=== Passage to read ===

════════

JANVIER

Temple at Nara

Yes, sorry, I’m a horrible person. Let’s talk about January.

As stated in the last Journal, I changed families again in the beginning.

The Tsuji family has been interesting. It has it’s ups and downs.

I feel like I’m being watched constantly- the my Host mom and older Host sis have no problem commenting on any habits I have that don’t match up with their ideals, be it hygiene or eating or whatnot- which I didn’t feel too bad about until my host mom brought up the subject of bathing- now, I bathe every other day here, which is about half as often as the Japanese, but one day after coming home from club on a normal bath day, I fell asleep accidentally ended up not bathing. The next day, my host mom brought up the subject and recited my hygenic activity for a the last week and asked if it would become a habit- older sis joined halfway. I was like, wait a second guys, why are you even paying that much attention?? THIS IS BORDERLINE CREEPY-

On the upside, this is the first Host Father I’ve had that I actually feel comfortable with. My first two just kind of weirded me out, to be honest, which probably has more to do with my sheltered childhood than with any actual creepiness, but I digress. It’s fun at mealtimes not to have to grit my teeth while suppressing the urge to throw up at the variety of sounds emitting from Host Dad.

Host dad is just kind of one of those incredibly chill ‘I live with 3 women, and believe me, nothing you do phases me’ kind of guys. With me that makes 4. Poor him.

This morning, I was running late and forgot my lunch on the way out the door, and he just coolly ‘Emiriii! Lunch!’ and brought it out with me- along with the snack/candy basket! “Okashhhh [candy/snack]’ he said, slurring the last s sound and grinning, like, no big deal, you’re already on your bike but here’s your lunchbox and I brought out the entire snack collection too’ no probo. It was really thoughtful and funny, I thought. Although it does show he’s picked up well on my like of candy, which could be a bad thing. Ahem.

Host mom is really a very strong person, and we butt heads sometimes but never seriously. It’s what you get when 2 outspoken stubborn people with different raisings get thrown in the same house. From the get go she just adopted the attitude YOU ARE MY EXCHANGE STUDENT AND THAT IS THAT okay LETS GO. But, she is, as mentioned earlier, really attentive and tends to worry.

Host mom and Host dad have a really great relationship too. After the kids leave the dinner table, they just sit there blabbing for ages and when I end up being the last of the 3 kids eating I always hurry because it vaguely feels like I’m interrupting something...

Ayume Tsuji, 17, has been interesting. I never know how to act, and I’ll leave it at that. I’ve been making more of an effort to put myself out there after my school counselor said that Ayume had said in passing that she didn’t know if I was happy or not in their home. It’s paying off, I think. Still. As were in the same class, everything I say and do around her is something I wouldn’t mind my entire class knowing, which can be taxing.

My second week, they took me to Nara! For those of you don’t know, Nara is city in the Nara Prefecture that is most famous a special park. Of course, there’s a Buddha big enough that I can slip through one of it’s nostrils [Tried AND tested] and a temple a few times older than Amerika, [you are probably still wondering about testing the nostril theory] but the main attraction is neither.

════════

=== Supplied entries ===
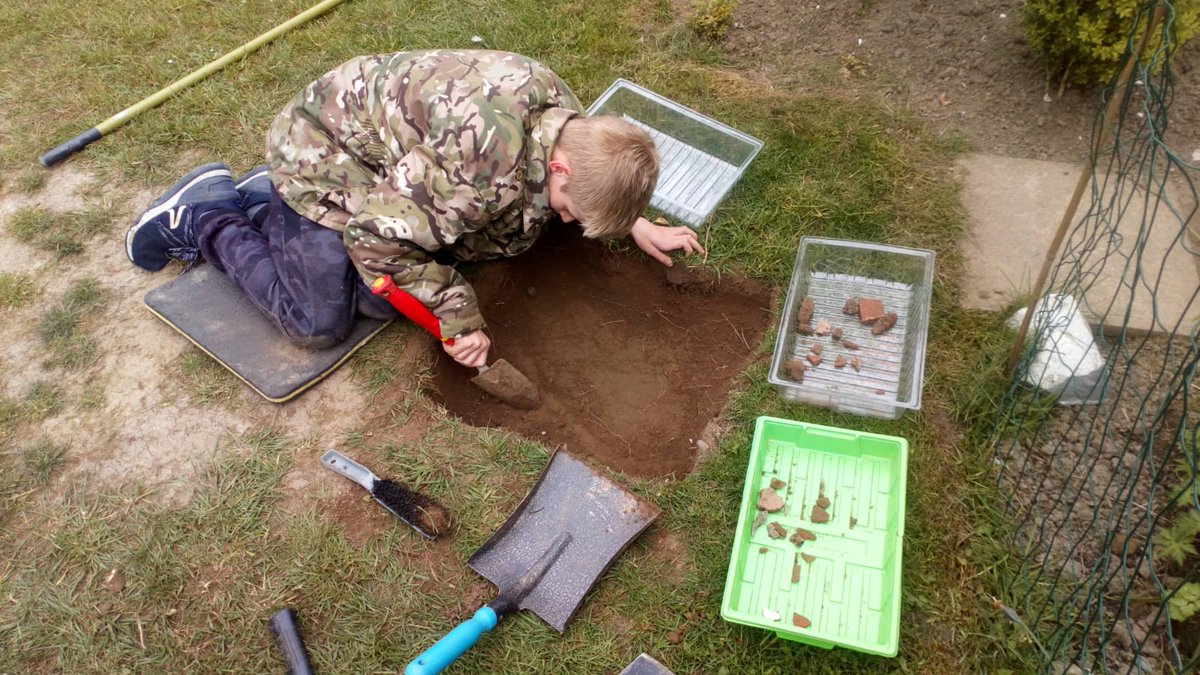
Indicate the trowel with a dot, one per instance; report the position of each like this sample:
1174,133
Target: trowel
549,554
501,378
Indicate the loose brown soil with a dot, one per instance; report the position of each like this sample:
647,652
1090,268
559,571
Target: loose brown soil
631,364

════════

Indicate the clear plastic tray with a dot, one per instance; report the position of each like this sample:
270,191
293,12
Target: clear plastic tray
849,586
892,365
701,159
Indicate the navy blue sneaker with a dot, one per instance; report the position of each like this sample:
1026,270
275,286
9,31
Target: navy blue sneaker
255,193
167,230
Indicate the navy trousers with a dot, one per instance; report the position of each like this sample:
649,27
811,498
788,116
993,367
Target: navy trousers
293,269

════════

=== Tasks ===
1: According to the journal entry about the Tsuji host family, how often does the writer bathe there?
2: Pick up the journal entry about the Tsuji host family and write the next part, starting right after its last sentence.
The data come from a different source than the journal entry.

=== Per-task outputs ===
1: Every other day.

2:
It is fat, overfed, cushy pestulant beasts that litter the sacred cobbling stones..

No, this isn’t India. It’s not cows. It’s… deer. Uh, yeah.

You might not know this. But Deer are scary. Especially when you’re holding a handful of deer biscuits and there are approximately 10 of them nipping at your heels. And coat. And bag. And hair, if it happens to be long enough to be in reach. But of course there’s no one like that in Japan, right? Ha. Ha. Ha. Ha….

ATTACK

But funnier than this, Ayume was absolutely terrified of the deer. Like, crying high pitched squeals fleeing in knee high, high-heeled boots kind of terrified. I’ll admit I found it hilarious…………

She didn’t really appreciate it when I snuck up behind her, and with a wave of a biscuit, summoned a herd of a deer for her…. What an ingrate. Maybe a cultural thing?
She did okay with the little ones though

Hey did you know this! The word Rickshaw, you know, that vehicle carried by a guy in front, common in india and what not? That’s! That’s actually a Japanese word! Jin (人)rik(力) Sha! (車) Meaning: Person-power-vehicle! Person powered vehicle! Yeah ! I got to ride in one, courtesy of host dad, and it was interesting. The guy powering it was really funny, and had fun showing off his uh, equally funny English skills while me and Ayume apologized for our weight and promised to diet in the future.

Sadly we did not hit any deer on our Jinrikusha adventure.



Badminton has continued! A fault due to some perverse sense of masochism rather than enjoyment, I think, but I’ve had my ups downs. And my flats. And the downs. And the vertical drops. And my Marianna trenches.

Do you sense a trend.

To be honest, I’m not that bad at badminton. But last November, about 3 weeks after I joined the club, I was forced to take time off because I did something weird to my ankles and I couldn’t even stand without hurting. Before that, I had almost made friends in the group- but when I returned it just was so, ugh, awkward ka naaa. And you know those people that tend to lead the group? Well, theres one, her name is… SUSAN and SUSAN is one of those fun people that was nice to me at first for obviously ‘foreign exchange students are cool!’ ! When I came back, her and her jerk friend MARY took a dislike to me, and it doesn’t help that SUSAN and MARY are the best among the girls. And MARY is practically openly hostile, but in the manner of ‘I’m better than you, you pose no threat so I don’t really bother making a big deal of you’ hostile. Which is fine with me.

Around the beginning of November, Arai-sensei let me do a practice game. This is pretty rare, usually I just referee. Well, he matched me up, surprisingly, with MARY. Considering it was my 4th game set ever, I wasn’t exactly shooting for a win, but that day I was on one of my slightly vertical bumps, and shook hands with her enthusiastically while laughing over my soon to be utter defeat.

Well. Turned out, not so utter- I lost, yes, but 13-15. Much to the surprise of everyone involved, especially myself. Considering my second ever game, I lost to the worst person 21-0, this wasn’t exactly something I was expecting. Obviously, I was pleased, but man, you should have seen MARY.

After our referee went running to record the results of our game, MARY sank into the fetal position on the gymfloor, and the repetitious ‘what happened? What did I do wrong? What do I do?’ was ALMOST cute until I realized that MARY had neither a sense of tact, nor perspective, as even though I lost the next game 6-15, the bleatings of ‘What went wrong??’ continued in consistency for about 15 until she ended up in tears, SUSAN and her other friends gathered around.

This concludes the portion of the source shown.